Records provided:
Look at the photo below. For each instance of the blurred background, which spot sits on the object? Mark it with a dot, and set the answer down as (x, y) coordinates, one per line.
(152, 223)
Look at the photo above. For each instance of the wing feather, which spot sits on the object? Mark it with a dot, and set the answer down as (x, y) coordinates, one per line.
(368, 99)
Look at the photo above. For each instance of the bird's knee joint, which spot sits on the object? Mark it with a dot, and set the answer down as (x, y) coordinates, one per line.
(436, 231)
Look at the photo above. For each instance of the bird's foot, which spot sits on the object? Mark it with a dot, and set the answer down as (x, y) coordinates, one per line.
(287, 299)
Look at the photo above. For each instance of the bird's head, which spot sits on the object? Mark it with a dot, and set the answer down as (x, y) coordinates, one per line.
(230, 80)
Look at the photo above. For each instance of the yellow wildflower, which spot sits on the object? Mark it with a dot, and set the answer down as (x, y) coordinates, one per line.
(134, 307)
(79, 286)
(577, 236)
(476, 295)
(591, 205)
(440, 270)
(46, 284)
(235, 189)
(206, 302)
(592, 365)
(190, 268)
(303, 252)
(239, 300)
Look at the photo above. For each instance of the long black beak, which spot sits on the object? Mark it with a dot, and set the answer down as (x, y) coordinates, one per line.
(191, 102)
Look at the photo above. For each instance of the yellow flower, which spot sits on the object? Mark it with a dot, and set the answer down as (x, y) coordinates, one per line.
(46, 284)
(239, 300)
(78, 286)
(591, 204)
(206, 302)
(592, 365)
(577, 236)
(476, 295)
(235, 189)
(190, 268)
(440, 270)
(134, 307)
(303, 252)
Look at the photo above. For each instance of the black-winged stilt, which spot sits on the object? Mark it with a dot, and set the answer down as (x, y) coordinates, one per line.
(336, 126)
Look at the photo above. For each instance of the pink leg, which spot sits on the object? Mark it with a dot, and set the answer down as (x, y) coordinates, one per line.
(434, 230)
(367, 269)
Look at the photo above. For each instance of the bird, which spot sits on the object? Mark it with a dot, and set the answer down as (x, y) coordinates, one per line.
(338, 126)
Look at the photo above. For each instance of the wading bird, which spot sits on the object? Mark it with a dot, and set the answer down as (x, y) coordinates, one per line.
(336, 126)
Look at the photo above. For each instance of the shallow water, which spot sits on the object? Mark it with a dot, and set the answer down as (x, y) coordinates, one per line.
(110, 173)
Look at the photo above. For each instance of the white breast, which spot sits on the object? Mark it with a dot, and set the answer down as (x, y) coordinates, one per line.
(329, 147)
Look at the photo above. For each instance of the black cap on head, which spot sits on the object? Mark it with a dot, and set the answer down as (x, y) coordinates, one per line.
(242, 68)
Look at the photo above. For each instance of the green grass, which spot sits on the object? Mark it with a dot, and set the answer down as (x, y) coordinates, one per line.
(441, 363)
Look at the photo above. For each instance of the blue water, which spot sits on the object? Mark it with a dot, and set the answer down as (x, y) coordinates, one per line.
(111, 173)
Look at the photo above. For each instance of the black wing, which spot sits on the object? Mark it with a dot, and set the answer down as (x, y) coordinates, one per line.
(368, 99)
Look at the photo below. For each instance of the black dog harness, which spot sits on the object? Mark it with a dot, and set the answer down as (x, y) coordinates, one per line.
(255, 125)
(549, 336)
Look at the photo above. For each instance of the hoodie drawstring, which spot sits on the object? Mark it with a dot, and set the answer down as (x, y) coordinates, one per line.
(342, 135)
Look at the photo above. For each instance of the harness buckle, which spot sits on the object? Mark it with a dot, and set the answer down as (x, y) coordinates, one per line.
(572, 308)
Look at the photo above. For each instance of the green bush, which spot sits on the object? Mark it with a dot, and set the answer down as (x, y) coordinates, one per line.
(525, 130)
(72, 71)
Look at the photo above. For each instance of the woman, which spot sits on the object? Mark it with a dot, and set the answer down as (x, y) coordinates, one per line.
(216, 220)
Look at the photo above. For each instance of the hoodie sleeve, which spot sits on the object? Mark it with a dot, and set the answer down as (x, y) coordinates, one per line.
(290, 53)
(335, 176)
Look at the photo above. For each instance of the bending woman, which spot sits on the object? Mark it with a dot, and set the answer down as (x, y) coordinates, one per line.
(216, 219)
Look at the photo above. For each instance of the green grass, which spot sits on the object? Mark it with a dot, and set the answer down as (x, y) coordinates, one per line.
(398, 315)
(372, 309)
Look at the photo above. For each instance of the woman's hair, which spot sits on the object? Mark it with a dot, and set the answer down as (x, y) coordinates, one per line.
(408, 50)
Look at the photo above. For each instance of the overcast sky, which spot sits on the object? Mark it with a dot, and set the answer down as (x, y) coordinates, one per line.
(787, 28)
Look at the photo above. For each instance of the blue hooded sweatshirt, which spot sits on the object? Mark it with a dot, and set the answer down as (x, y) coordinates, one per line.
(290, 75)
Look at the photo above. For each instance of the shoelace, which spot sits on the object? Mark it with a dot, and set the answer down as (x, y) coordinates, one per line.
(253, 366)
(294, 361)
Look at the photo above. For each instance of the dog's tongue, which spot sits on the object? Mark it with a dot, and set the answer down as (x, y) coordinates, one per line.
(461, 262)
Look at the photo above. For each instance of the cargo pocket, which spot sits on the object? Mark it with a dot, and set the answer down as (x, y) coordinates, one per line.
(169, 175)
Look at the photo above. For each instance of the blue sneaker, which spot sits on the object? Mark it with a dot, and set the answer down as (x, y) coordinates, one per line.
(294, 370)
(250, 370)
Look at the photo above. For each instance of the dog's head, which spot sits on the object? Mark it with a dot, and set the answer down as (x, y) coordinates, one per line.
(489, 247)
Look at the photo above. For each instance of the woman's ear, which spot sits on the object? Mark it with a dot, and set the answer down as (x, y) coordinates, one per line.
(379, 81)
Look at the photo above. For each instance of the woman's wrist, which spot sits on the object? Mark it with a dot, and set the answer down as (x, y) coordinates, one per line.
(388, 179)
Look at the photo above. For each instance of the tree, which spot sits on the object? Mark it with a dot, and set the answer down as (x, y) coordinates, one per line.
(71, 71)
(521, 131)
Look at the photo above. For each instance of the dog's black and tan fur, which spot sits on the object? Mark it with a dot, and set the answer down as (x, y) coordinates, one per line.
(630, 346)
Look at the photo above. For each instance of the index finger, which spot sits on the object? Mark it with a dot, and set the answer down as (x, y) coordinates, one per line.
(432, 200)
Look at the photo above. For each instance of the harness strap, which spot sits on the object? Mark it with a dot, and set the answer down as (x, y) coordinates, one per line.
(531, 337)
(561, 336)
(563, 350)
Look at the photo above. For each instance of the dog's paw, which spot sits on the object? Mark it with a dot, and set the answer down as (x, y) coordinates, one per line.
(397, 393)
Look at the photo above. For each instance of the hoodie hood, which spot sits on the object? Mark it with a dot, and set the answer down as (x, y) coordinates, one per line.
--
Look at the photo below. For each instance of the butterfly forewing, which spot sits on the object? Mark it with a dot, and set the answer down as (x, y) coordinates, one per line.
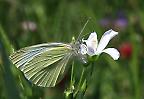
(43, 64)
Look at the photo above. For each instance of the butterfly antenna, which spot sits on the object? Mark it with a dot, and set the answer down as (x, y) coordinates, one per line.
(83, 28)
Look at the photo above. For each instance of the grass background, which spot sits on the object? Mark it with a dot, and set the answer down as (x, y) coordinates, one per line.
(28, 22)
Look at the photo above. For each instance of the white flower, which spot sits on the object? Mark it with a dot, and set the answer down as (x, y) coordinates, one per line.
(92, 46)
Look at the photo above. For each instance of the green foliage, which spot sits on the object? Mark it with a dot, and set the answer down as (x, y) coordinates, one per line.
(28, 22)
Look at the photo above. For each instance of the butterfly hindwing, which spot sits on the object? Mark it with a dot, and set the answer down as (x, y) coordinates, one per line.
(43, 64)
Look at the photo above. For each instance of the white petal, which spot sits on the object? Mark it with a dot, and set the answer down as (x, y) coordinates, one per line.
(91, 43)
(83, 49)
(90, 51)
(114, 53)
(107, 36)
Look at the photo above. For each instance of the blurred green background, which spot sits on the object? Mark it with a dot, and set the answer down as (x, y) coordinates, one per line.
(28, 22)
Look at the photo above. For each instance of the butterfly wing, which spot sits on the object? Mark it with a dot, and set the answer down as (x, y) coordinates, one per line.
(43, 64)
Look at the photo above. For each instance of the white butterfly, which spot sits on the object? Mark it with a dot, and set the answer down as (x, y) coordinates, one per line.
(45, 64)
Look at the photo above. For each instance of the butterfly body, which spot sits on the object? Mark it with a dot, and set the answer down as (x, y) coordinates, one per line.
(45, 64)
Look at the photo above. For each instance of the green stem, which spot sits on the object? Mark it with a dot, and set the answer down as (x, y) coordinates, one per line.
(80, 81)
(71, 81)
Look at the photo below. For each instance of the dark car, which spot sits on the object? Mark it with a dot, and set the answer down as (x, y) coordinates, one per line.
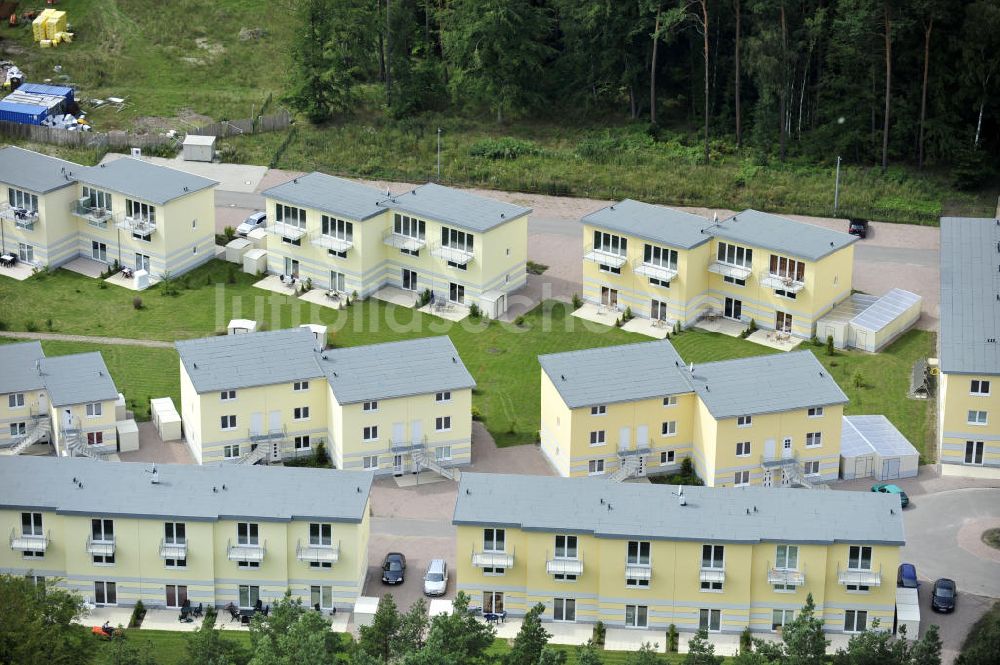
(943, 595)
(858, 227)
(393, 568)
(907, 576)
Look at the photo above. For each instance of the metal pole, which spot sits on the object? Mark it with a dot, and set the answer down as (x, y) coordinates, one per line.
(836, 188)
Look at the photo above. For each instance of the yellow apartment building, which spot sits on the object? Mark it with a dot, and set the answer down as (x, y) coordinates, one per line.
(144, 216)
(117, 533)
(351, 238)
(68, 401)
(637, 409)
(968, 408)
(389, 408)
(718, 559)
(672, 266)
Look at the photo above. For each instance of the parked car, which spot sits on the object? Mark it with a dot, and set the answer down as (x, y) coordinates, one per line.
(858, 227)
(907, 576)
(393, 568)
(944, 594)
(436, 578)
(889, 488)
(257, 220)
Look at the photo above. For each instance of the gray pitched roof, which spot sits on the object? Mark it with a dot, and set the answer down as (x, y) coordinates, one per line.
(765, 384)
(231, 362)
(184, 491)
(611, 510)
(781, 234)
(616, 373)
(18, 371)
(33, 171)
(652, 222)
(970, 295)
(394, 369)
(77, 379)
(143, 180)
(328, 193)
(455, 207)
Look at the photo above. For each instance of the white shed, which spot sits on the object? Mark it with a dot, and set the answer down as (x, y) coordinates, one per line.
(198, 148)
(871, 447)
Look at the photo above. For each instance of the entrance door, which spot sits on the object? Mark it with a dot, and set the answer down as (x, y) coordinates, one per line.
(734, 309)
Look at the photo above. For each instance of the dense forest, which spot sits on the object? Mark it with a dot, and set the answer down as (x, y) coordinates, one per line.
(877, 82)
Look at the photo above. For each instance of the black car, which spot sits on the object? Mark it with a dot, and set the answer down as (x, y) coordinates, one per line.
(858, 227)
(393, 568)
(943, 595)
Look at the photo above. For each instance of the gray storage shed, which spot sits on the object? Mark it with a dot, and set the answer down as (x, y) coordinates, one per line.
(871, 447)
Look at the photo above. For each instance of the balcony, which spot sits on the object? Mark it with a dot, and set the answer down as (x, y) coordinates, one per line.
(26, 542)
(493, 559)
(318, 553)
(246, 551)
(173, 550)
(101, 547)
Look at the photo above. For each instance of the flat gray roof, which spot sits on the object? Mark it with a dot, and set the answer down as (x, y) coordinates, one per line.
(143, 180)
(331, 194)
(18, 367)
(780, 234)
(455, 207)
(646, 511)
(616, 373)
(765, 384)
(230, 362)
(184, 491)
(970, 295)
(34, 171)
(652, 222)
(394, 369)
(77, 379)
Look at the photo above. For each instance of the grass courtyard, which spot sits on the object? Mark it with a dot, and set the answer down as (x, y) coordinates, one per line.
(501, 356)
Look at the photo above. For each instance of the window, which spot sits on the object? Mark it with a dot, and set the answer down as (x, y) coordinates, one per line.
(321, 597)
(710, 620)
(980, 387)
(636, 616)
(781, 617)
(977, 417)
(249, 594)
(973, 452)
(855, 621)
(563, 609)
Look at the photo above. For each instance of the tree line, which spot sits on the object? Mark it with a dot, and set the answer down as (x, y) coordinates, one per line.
* * *
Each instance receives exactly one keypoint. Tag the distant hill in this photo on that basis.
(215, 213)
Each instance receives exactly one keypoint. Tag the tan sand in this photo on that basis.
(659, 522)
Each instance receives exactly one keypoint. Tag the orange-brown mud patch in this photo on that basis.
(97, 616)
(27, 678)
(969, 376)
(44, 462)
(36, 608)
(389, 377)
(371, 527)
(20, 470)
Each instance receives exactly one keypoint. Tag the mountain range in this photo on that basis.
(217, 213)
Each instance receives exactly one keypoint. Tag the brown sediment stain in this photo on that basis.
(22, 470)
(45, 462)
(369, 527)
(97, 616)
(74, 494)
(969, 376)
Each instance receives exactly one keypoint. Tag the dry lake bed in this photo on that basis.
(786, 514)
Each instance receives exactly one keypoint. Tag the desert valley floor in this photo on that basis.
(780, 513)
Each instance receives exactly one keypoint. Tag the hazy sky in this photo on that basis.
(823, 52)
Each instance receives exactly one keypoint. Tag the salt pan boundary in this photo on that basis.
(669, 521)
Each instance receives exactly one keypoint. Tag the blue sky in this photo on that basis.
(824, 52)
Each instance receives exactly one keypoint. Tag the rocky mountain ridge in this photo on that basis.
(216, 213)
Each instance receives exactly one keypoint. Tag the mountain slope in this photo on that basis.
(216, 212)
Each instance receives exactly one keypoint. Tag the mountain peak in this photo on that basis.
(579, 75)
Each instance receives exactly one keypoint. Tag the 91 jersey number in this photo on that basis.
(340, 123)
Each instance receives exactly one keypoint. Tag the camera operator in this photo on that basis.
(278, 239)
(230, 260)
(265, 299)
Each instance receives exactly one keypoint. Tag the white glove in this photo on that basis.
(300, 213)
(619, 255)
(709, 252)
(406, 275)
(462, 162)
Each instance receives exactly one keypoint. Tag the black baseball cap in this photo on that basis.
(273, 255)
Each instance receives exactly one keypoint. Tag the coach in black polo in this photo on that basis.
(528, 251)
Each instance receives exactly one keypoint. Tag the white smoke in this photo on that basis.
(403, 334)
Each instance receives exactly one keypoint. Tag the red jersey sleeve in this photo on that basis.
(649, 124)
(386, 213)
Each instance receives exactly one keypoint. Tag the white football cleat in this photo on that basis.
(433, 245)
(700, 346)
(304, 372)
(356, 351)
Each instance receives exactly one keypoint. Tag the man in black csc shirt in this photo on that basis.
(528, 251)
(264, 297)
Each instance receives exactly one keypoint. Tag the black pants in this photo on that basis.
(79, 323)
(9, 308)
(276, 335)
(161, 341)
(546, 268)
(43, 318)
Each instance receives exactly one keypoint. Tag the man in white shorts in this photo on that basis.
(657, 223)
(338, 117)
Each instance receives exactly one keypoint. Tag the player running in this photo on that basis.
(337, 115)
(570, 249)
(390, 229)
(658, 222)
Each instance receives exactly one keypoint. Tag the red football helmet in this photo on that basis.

Problem to solve: Find each line in the listing above that contains the word "woman" and copy those lines.

Output:
Look at the photo above. For each instance of the woman, which spot sits on the object? Mark it with a dot, and set the answer down as (x, y) coordinates, one per line.
Look at the photo above. For each instance of the bending woman, which spot sits on the object? Mark it with a dot, and set the answer down as (x, y) coordinates, one per line.
Look at the photo above. For each instance of the woman's hair, which spot sits on the object? Mark it with a dot, and set the answer down as (x, y) coordinates, one per line.
Look at the photo above. For each instance of the woman's ear, which spot sits on the object? Mark it with a dot, and set the answer down as (x, y) coordinates, one per line.
Look at the photo above. For each instance of the woman's wrist, which spot sits on the object? Mark it with a dot, and set the answer down as (x, y) coordinates, one per line.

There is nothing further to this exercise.